…but here at the Gelwan household, half a mile from Fenway Park, it’s a different matter altogether! Those of you who have gotten to know me from my weblog might puzzle over the idea of my being a baseball fan — or a sports fan of any sort — never having seen any sports references in five years’ worth of FmH posts. And you would be largely correct. But — and it is probably difficult for those of you outside of New England to grasp this — it has been almost impossible to avoid getting swept up in the fever for the past two weeks here in Red Sox nation. Watching eleven ball games in a row has been more than I have seen in the past ten years (as someone who never watches baseball on television during the regular season and goes to, at most, one or two games at Fenway some years). There has been a certain ease and relief, especially in what otherwise seems such a contentious divided society, of being part of a ubiquitous shared experience of tension and release, hope and ultimately jubilation for a change. And of sleep deprivation. It may have been my imagination, but the bleary-eyed glances of passersby on the streets, the caffeine-craving impatience of those waiting on the lengthened lines at my favorite café, and the yawns of drivers stopped next to me at the traffic lights seemed to be ties that bind.
Sharing in the Red Sox’ drama and triumph was even a resonance between me and my patients at the psychiatric unit. Normal bedtimes on the unit were suspended so that the patients could stay up and watch the games, and bonds grew even among patients who would otherwise be utterly withdrawn, struggling with the inner demons that had brought them in for admission. A patient who had known me for a long time, through a number of admissions, and had never known me to be interested in spectator sports, would ask me each morning in the psychotherapy group whether I had stayed up to watch the game the night before and, when I indicated each morning that I had, tease me for being a “fair-weather fan.” I actually think a number of my psychotic patients have been recovering more quickly from their episodes this time knowing that they share the experience of rooting for the Sox with one another and with their treatment team members.
The fact that this pennant season was a suspension of my usual disbelief will give me some distance from which to observe something I suspect will happen in the months to come to many for whom being a Red Sox fan is a way of life . Momentous events are stressors, even if they are happy events. The end of the curse will change everything for some Sox fans. No longer will they have easy recourse to the reflexive, philosophical “wait ’til next year” as a template for dealing with disappointed hopes. Perhaps losing will no longer come as easy. There is already alot of caution in the wind lest we become what we detest — like Yankees fans, thinking that we are entitled to win. Not likely, given the indications that the Red Sox management is going to exercise some fiscal restraint and that their salary budget is not the bottomless well Steinbrenner’s is. And also not likely because this Red Sox team is not by any stretch the debut of a dynasty but a snapshot in time, the chemistry not likely to repeat itself even as soon as next year given the number of pivotal players becoming free agents and not likely to be signed to new Red Sox contracts despite the fans’ magical wish to freeze the action. Come to think of it, that might be a good thing for the psychological health of the Red Sox fans. Commentators are already predicting that the fans will have none of the usual preoccupations to talk about through the winter. But they will probably be replaced by ample opportuinities to obsess about the future configuration of the team and — as always — how the rivalry with the Yankees will go next year. The one thing I dread, which might be too painful to bear (especially after Roger Clemens), is if the Red Sox face Pedro Martinez on the mound in pinstripes next season.
_ _ _ _ _ _ _
**Work instruction 1:**
In the post about the Red Sox, what did the psychiatric unit suspend so that patients could watch the games?
**Work instruction 2:**
Continue the post about the Red Sox from the point where it stops.

(Items listed in a dataset)
_ _ _ _ _ _ _
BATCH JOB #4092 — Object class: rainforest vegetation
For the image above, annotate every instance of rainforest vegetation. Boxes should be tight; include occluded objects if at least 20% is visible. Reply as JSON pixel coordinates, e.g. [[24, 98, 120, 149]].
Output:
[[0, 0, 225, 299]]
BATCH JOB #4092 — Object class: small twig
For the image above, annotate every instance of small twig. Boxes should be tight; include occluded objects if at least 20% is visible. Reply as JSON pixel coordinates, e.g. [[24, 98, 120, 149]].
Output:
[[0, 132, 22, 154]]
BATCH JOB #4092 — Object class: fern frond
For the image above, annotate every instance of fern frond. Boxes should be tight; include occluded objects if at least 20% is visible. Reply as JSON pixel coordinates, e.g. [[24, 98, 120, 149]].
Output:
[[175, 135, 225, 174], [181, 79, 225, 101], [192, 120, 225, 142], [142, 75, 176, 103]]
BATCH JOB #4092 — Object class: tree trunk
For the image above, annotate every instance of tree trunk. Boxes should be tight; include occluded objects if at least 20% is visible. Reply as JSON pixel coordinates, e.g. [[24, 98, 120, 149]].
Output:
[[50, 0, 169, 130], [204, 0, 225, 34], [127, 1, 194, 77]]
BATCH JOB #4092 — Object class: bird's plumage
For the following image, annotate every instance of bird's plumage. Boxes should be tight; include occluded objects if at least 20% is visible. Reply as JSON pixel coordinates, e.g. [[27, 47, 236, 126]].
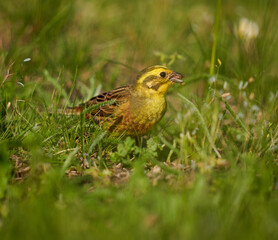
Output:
[[64, 66, 183, 136]]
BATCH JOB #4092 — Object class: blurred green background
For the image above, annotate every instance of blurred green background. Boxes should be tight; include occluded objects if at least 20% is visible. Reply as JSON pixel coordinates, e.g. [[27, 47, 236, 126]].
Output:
[[0, 0, 278, 239]]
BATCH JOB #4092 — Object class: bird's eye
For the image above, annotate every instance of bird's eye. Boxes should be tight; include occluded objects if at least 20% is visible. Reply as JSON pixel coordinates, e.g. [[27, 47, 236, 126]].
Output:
[[159, 72, 166, 78]]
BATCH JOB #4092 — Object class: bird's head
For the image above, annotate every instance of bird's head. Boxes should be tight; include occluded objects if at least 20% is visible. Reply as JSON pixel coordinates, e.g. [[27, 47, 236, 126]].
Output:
[[135, 65, 183, 95]]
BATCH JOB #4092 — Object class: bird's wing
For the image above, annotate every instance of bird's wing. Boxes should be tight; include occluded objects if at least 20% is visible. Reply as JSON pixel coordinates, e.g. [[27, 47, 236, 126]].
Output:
[[69, 86, 130, 117]]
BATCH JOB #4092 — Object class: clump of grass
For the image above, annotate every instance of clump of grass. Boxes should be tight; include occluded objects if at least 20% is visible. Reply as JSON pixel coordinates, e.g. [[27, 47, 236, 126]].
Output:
[[0, 0, 278, 239]]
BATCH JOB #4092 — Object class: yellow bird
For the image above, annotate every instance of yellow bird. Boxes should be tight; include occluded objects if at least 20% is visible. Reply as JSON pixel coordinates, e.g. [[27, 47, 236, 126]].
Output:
[[67, 65, 183, 137]]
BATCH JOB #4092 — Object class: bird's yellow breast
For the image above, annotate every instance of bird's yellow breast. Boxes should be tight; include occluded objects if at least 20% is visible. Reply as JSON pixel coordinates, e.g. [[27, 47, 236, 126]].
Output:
[[110, 92, 166, 136]]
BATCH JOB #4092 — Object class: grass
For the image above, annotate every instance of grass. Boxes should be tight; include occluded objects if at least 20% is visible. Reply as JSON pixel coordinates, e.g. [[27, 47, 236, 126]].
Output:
[[0, 0, 278, 239]]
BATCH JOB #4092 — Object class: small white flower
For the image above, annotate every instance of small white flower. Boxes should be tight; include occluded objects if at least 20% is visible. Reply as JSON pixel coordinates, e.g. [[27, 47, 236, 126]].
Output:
[[23, 58, 31, 62], [238, 18, 259, 41]]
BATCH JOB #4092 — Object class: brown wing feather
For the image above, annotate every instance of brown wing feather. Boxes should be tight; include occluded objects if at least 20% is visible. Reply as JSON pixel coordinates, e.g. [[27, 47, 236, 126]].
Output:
[[68, 86, 130, 117]]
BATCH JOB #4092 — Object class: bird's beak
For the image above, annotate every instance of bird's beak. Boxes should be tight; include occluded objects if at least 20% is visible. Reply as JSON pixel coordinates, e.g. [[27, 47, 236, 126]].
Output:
[[169, 72, 183, 83]]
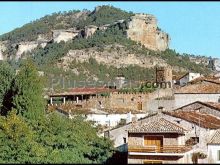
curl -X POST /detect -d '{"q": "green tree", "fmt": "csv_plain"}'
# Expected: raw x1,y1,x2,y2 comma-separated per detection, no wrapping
13,60,45,119
0,62,15,115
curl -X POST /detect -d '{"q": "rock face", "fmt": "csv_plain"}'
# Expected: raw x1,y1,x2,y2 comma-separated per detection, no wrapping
15,41,38,60
210,58,220,72
84,25,98,38
58,46,167,70
52,29,80,43
0,42,6,60
126,14,170,51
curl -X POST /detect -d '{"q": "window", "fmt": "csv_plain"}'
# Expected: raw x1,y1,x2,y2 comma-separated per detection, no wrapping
123,137,126,143
104,131,110,138
217,150,220,161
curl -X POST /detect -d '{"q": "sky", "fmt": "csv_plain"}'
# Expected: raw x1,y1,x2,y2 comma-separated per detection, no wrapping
0,1,220,58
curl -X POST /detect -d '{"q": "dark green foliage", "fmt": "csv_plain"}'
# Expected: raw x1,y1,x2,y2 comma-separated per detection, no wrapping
77,5,134,28
13,60,45,119
0,60,114,164
0,10,79,43
0,62,15,115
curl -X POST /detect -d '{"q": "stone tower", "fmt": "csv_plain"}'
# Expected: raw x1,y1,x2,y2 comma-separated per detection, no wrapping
156,66,173,83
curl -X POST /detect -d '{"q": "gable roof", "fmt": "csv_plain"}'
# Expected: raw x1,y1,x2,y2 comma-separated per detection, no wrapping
177,72,189,80
208,129,220,144
49,87,118,97
173,101,220,111
128,118,186,134
162,110,220,129
174,82,220,94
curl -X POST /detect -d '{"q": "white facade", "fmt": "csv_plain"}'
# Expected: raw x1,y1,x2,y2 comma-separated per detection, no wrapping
86,113,147,127
180,73,201,86
208,144,220,164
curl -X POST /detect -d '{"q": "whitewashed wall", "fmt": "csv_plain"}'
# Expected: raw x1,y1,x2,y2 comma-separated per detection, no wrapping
208,144,220,164
87,113,147,127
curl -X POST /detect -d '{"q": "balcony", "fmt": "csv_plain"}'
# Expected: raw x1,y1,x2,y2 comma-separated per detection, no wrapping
128,145,192,155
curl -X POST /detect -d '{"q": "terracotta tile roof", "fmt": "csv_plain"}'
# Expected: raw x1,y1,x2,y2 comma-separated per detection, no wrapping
201,102,220,111
128,118,185,134
163,110,220,129
49,87,117,96
173,101,220,111
177,72,189,80
208,129,220,144
174,83,220,94
47,104,146,114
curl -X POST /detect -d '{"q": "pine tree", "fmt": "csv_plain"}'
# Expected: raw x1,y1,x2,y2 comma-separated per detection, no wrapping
13,59,45,119
0,62,15,115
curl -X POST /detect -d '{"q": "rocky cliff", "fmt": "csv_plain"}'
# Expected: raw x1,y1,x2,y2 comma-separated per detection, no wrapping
126,14,170,51
58,45,167,70
52,29,80,43
0,42,7,60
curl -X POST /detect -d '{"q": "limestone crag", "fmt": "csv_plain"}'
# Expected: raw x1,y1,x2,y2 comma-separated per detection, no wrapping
126,14,170,51
58,46,167,70
52,29,81,43
84,25,98,38
0,42,7,60
15,41,38,60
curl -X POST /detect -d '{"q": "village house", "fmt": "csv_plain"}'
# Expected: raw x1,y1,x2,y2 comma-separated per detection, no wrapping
174,79,220,108
48,103,147,129
207,129,220,164
128,117,192,164
179,72,202,86
105,101,220,163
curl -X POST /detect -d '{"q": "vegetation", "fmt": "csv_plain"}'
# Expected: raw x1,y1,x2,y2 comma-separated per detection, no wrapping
0,6,213,86
0,61,114,163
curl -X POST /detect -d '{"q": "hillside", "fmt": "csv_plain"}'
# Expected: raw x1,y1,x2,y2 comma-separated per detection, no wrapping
0,6,211,83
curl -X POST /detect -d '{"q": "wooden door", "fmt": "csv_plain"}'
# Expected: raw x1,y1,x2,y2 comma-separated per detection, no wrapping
144,136,163,152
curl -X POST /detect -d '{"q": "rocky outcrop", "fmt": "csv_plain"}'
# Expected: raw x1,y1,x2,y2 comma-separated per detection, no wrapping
0,41,7,60
83,25,98,38
58,46,167,70
52,29,80,43
126,14,170,51
15,41,38,60
0,51,4,61
209,58,220,72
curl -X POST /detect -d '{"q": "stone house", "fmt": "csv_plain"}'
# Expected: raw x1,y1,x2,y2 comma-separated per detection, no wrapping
174,80,220,108
207,130,220,164
128,117,192,164
179,72,201,86
108,101,220,163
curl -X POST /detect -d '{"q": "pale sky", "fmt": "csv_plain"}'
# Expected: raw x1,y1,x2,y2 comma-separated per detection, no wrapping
0,1,220,58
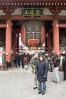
_ _ _ _ _ _ _
**Task response 1:**
Normal bedtimes on the unit.

**Task response 2:**
The radio dial today, savoring the victory, nevertheless had room for the bittersweet. Time and again, I tuned in to someone talking about how sad they were not to have been able to share their victory celebration with a departed parent who had instilled their love of the sport and the team but had not lived long enough to see this culmination. There’s that Nike ad they kept showing in which we view a Sox fan in the stands as the decades tick away from 1918 to 2004 and he ages from a little boy to an old man, with the loved ones with whom he takes in the games. Cheap sentimentality, perhaps, although still poignant. But for me the poignancy of the moment is abit different. My father, who died in 1991, was a lifelong baseball fan whose two sons, neither of whom was a passionate sports fan, never connected with him on that level. He would have been delighted to see my family pouring ourselves unabashedly into the postseason fever this year. In a sense, I feel cheated that I never let myself get into it while he was around to share it with. In another sense, I feel more complete in a way, connecting with something I was denying in myself, something of him in me, a coming home. And, in turn, grateful for the last two weeks of my wife and I sitting in front of the games with our son and daughter in a way whose memory they may cherish long after we are gone, whenever something the Red Sox do recalls this magical season.